> What you need to do: In full and without changes, output the data.

[Record excerpts — start]

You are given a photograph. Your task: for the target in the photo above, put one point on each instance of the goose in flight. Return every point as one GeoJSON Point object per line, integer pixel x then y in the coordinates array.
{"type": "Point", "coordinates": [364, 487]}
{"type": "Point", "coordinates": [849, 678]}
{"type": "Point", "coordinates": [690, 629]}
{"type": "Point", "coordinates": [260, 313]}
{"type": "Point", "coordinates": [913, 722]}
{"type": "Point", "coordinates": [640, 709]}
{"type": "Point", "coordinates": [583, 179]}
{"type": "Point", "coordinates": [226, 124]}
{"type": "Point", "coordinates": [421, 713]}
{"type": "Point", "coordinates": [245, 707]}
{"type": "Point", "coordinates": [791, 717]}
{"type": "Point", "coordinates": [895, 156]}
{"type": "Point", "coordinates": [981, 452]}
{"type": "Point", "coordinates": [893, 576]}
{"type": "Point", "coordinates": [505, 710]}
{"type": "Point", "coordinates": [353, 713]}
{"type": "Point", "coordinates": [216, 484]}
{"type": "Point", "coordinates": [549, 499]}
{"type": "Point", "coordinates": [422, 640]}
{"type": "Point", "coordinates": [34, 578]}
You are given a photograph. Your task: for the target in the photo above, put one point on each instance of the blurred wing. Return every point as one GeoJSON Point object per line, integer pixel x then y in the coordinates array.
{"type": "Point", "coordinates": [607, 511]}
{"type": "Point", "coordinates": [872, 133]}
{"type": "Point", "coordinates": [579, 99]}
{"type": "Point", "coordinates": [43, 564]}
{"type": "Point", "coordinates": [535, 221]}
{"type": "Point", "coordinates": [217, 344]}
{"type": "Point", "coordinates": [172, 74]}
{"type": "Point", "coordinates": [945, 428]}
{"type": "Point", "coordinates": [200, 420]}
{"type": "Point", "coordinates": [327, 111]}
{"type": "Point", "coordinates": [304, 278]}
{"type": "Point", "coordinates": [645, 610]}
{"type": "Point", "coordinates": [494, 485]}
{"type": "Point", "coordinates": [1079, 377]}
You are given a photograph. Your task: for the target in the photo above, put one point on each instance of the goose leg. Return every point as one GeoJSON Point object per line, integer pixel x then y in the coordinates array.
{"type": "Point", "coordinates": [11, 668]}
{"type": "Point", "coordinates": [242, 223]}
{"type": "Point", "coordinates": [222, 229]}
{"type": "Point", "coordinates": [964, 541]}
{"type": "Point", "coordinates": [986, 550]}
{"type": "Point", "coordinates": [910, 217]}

[Record excerpts — finish]

> Solution for this task:
You are given a photograph. Your task: for the target in the photo above, put one point on each instance of the goose in flight. Return every point as one GeoJSON Point object per line, integer pixel x then y in the coordinates array.
{"type": "Point", "coordinates": [364, 487]}
{"type": "Point", "coordinates": [849, 678]}
{"type": "Point", "coordinates": [690, 629]}
{"type": "Point", "coordinates": [260, 313]}
{"type": "Point", "coordinates": [913, 722]}
{"type": "Point", "coordinates": [640, 709]}
{"type": "Point", "coordinates": [583, 179]}
{"type": "Point", "coordinates": [226, 124]}
{"type": "Point", "coordinates": [421, 713]}
{"type": "Point", "coordinates": [245, 707]}
{"type": "Point", "coordinates": [791, 717]}
{"type": "Point", "coordinates": [895, 156]}
{"type": "Point", "coordinates": [981, 452]}
{"type": "Point", "coordinates": [893, 576]}
{"type": "Point", "coordinates": [505, 710]}
{"type": "Point", "coordinates": [353, 713]}
{"type": "Point", "coordinates": [216, 484]}
{"type": "Point", "coordinates": [549, 499]}
{"type": "Point", "coordinates": [422, 640]}
{"type": "Point", "coordinates": [34, 578]}
You are given a photograph. Your task: for the target in the photo above, put one point on each instance of the blurred wing. Return every point as one GeoJSON Point object per line, integer pixel x then y in the coordinates array.
{"type": "Point", "coordinates": [607, 511]}
{"type": "Point", "coordinates": [872, 133]}
{"type": "Point", "coordinates": [579, 99]}
{"type": "Point", "coordinates": [43, 564]}
{"type": "Point", "coordinates": [535, 221]}
{"type": "Point", "coordinates": [217, 344]}
{"type": "Point", "coordinates": [172, 74]}
{"type": "Point", "coordinates": [945, 428]}
{"type": "Point", "coordinates": [200, 420]}
{"type": "Point", "coordinates": [327, 111]}
{"type": "Point", "coordinates": [304, 278]}
{"type": "Point", "coordinates": [645, 610]}
{"type": "Point", "coordinates": [494, 485]}
{"type": "Point", "coordinates": [1079, 377]}
You are given a photograph. Your task: for the target in the photo above, put one point on each instance of the goose leg. Return every point as one GeoJSON Point object per line, integer pixel x then y in the coordinates array.
{"type": "Point", "coordinates": [11, 668]}
{"type": "Point", "coordinates": [242, 223]}
{"type": "Point", "coordinates": [222, 229]}
{"type": "Point", "coordinates": [964, 541]}
{"type": "Point", "coordinates": [986, 550]}
{"type": "Point", "coordinates": [910, 217]}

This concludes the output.